* Task directions
Rewrite all the rows below as a numbered list with any blank lines dropped. Leave the pictures out of your answer.

○ ○ ○ ○

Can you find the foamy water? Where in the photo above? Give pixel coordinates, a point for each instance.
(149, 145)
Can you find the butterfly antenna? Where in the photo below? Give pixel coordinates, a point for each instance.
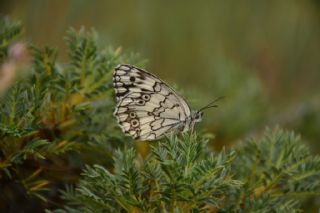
(210, 105)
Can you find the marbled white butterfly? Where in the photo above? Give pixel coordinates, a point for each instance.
(147, 108)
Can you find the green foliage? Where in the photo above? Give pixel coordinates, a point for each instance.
(271, 174)
(178, 175)
(57, 117)
(54, 117)
(9, 30)
(278, 170)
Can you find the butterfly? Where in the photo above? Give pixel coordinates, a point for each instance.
(147, 108)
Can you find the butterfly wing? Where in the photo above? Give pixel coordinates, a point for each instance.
(147, 107)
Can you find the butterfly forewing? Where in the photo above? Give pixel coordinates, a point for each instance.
(146, 107)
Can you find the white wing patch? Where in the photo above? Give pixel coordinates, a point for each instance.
(147, 108)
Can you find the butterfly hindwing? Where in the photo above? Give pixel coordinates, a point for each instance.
(147, 107)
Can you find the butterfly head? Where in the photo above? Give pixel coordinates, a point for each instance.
(197, 116)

○ ○ ○ ○

* Result of the exercise
1. Can you find the foamy water? Where in the photo above? Give pixel coordinates, a point for each instance.
2. (149, 145)
3. Can you find the butterfly antenna? Where in the photo below? Give pixel coordinates, a point for each instance.
4. (210, 105)
5. Can you find the marbled white butterfly? Where in the photo above? Give pixel coordinates, a point for each instance.
6. (147, 108)
7. Can you find the green foliage? Where in the photo above? Give pixel coordinates, a point for each instance.
8. (271, 174)
9. (178, 175)
10. (57, 117)
11. (54, 117)
12. (9, 30)
13. (278, 170)
14. Can you find the butterfly? Where in the photo above? Give pixel coordinates, a point for each instance.
15. (147, 108)
16. Can you find the butterfly wing? Where in the photo above? Give pixel coordinates, a point for each instance.
17. (147, 107)
18. Can you find the butterfly forewing? Where in the photo above? Give pixel coordinates, a point for each instance.
19. (146, 107)
20. Can you find the white wing patch? Where in the photo above? Give pixel coordinates, a point for each instance.
21. (147, 108)
22. Can you find the butterfly hindwing? Where in the photo above? Give pixel coordinates, a point for each instance.
23. (147, 107)
24. Can you find the butterfly head? Where in the photo above? Give pixel coordinates, a point for each instance.
25. (197, 116)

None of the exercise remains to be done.